▸ Data to use
· · ·
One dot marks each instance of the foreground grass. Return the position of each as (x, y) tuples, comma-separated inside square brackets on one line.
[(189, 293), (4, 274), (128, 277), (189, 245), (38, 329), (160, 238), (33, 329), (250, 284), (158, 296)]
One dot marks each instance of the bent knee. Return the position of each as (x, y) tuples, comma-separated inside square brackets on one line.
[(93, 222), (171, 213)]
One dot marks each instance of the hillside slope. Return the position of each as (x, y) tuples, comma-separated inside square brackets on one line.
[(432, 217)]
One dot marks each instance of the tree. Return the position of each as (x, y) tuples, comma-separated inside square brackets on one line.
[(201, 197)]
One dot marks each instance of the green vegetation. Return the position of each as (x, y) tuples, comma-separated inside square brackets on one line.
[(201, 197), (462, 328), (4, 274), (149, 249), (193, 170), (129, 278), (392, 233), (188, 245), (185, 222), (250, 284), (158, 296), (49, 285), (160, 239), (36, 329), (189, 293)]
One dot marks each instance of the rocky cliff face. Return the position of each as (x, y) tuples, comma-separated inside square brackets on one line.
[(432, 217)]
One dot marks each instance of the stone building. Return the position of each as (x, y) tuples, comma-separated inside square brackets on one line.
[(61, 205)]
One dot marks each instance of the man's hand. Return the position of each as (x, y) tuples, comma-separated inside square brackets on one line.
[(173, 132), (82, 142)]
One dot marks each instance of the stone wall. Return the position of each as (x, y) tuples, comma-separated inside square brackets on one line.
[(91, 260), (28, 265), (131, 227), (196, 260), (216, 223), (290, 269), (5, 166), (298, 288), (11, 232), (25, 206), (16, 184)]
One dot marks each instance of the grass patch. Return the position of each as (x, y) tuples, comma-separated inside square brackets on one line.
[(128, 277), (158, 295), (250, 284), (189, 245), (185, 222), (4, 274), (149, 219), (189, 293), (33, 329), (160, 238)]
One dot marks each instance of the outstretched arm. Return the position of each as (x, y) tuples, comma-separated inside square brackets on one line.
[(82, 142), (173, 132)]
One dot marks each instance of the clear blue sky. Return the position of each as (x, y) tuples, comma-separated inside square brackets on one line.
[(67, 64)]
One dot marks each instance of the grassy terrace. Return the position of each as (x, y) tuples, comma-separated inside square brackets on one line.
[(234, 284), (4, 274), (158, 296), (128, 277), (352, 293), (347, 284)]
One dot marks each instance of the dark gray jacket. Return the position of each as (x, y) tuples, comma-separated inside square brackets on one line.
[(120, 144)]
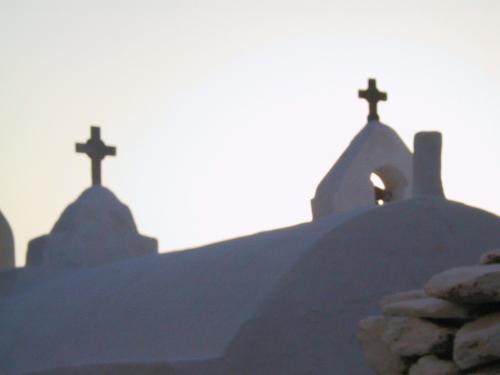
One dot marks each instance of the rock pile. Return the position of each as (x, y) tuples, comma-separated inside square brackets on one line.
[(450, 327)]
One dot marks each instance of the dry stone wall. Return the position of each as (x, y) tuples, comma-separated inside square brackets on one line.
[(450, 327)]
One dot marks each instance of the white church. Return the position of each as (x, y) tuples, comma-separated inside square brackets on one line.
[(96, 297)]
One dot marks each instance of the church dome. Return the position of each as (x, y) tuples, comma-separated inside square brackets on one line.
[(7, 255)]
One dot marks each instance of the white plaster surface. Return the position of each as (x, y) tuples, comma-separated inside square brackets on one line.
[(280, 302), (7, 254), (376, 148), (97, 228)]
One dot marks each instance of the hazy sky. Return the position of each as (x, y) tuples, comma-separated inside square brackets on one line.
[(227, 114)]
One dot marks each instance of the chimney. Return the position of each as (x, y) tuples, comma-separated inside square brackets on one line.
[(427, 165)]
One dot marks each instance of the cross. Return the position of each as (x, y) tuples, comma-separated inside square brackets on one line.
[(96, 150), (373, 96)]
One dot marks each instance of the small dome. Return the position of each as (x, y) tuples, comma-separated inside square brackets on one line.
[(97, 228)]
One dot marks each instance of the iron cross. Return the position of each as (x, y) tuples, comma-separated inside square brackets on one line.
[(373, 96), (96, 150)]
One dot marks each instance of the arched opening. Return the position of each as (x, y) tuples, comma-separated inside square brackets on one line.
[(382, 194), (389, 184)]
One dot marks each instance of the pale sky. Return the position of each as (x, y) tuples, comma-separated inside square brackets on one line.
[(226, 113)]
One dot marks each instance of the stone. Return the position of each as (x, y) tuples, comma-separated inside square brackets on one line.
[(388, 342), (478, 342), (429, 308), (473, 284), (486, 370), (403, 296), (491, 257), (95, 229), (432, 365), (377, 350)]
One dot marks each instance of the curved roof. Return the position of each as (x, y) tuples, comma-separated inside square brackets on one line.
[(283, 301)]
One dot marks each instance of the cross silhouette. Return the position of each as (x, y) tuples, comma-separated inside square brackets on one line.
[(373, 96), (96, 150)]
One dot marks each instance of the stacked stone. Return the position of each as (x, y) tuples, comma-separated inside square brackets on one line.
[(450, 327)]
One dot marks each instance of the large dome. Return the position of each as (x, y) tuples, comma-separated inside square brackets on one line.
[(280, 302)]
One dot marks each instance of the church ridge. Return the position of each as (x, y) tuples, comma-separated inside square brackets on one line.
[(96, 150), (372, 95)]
· · ·
▸ What needs to be done
In your copy of the records above, include every line exactly but no pictures.

▸ Exercise solution
One dot marks each instance of the foreground grass. Return the position of each as (x, y) tuples, comma-separated inside square brackets on one line.
[(189, 293), (4, 274), (128, 277), (189, 245), (38, 329), (160, 238), (33, 329), (250, 284), (158, 296)]
One dot marks each instance of the bent knee. Return the position of each as (x, y) tuples, comma-separated inside square brackets on one line.
[(93, 222), (171, 213)]
One dot marks each instance of the hillside slope. Return the position of each as (x, y) tuples, comma-separated inside square brackets on one line.
[(432, 217)]
One dot marks each instance of the tree. Return the position of each as (x, y) tuples, comma-separated inside square brackets on one line.
[(201, 197)]
One dot marks each instance of the green vegetation. Return the position of each as (x, y) tuples, comma-separated inside square brackets on one line.
[(201, 197), (462, 328), (4, 274), (149, 249), (193, 170), (129, 278), (392, 233), (188, 245), (185, 222), (250, 284), (158, 296), (49, 285), (160, 239), (36, 329), (189, 293)]
One dot marks each instance of the rocky cliff face. Return the position of each as (x, y) tuples, comma-separated inside square brackets on one line.
[(432, 217)]
One dot marks each instance of the stone building. Return the position of each as (x, y) tuples, comma-separated inside square brackets on one line.
[(61, 205)]
One dot marks each instance of the man's hand. Return the position of each as (x, y) tuples, comma-separated inside square brackets on one line.
[(173, 132), (82, 142)]
One dot marks each instance of the stone wall. Return the position of each as (x, y) tuples, comma-separated inside square brackets on one line.
[(91, 260), (28, 265), (131, 227), (196, 260), (216, 223), (290, 269), (5, 166), (298, 288), (11, 232), (25, 206), (16, 184)]
One dot marks each instance of the grass patch. Return the position of each as (x, y) tuples, comma-separated inside square brackets on one line.
[(128, 277), (158, 295), (250, 284), (189, 245), (185, 222), (4, 274), (149, 219), (189, 293), (33, 329), (160, 238)]
One dot marks each instance of the outstretched arm. Return the position of each as (x, y) tuples, comma-separated inside square brackets on one line.
[(82, 142), (173, 132)]
One dot marks each instance of the clear blue sky. Return the position of each as (x, y) tuples, comma-separated inside square brackets on one line.
[(67, 64)]
One dot marks each instance of the grassy terrace. Return the position of each as (x, y) tuples, comma-separated inside square brackets on one line.
[(234, 284), (4, 274), (158, 296), (128, 277), (352, 293), (347, 284)]
One dot marks each instance of the dark gray jacket. Return the position of each as (x, y) tuples, comma-separated inside square brackets on one line.
[(120, 144)]
One dot marks each instance of the rock pile. Return the position of each as (x, y) tuples, comma-separated inside square brackets on one line.
[(450, 327)]
One dot marks each instance of the dry stone wall. Return the position of each as (x, y) tuples, comma-separated inside square brackets on one line.
[(450, 327)]
One dot marks each instance of the white church. Return the position of each as (x, y) tuples, comma-separated inside square brackets on one line.
[(96, 297)]
One dot marks each instance of the church dome. Return the position of each as (x, y) tuples, comma-separated inside square brackets on one line.
[(7, 255)]
One dot marks each instance of the white plaster surface. Return the position of each as (x, y) tuples, comma-separated inside square brackets on one line.
[(280, 302), (7, 254), (376, 148), (97, 228)]
One dot marks each instance of the hazy sky. Return the position of each as (x, y) tuples, comma-separated inside square brackets on one line.
[(227, 114)]
One dot marks each instance of the chimney. Return the position of each as (x, y) tuples, comma-separated inside square brackets on one line.
[(427, 165)]
One dot marks each instance of the cross. Return the position of each as (x, y) tuples, comma-separated inside square brackets on one line.
[(96, 150), (373, 96)]
One dot marks each instance of the small dome. Return the position of each as (x, y) tuples, comma-separated inside square brackets on one line.
[(97, 228)]
One dot marks each instance of the iron cross. Return the position of each as (x, y) tuples, comma-separated inside square brackets on one line.
[(373, 96), (96, 150)]
One dot marks each instance of the arched opening. Return the position of each as (x, y) tuples, comma-separated inside square brackets on one line.
[(382, 194), (389, 184)]
One dot marks each instance of the pale sky. Return the position of each as (x, y) tuples, comma-separated inside square brackets on one line.
[(226, 113)]
One dot marks each instance of the stone. Return the position of each as (x, y) tuples, comma-separated inside square brackets on one line.
[(388, 342), (478, 342), (429, 308), (473, 284), (486, 370), (403, 296), (491, 257), (95, 229), (432, 365), (377, 350)]
One dot marks each instance of the curved roof. Return the position of each as (x, y) tuples, comma-separated inside square brackets on one line.
[(283, 301)]
One dot marks each instance of the cross silhouette. Return the position of each as (x, y) tuples, comma-separated inside square brackets on one line.
[(373, 96), (96, 150)]
One dot marks each instance of the stacked stone. Return the position of each as (x, y) tuples, comma-separated inside square brackets on one line.
[(450, 327)]
One dot marks each instance of the large dome. Return the position of each as (x, y) tuples, comma-separated inside square brackets on one line.
[(280, 302)]
One dot marks each instance of the church ridge. Return the position of each as (x, y) tuples, comma-separated inside square brackets on one line.
[(96, 150), (372, 95)]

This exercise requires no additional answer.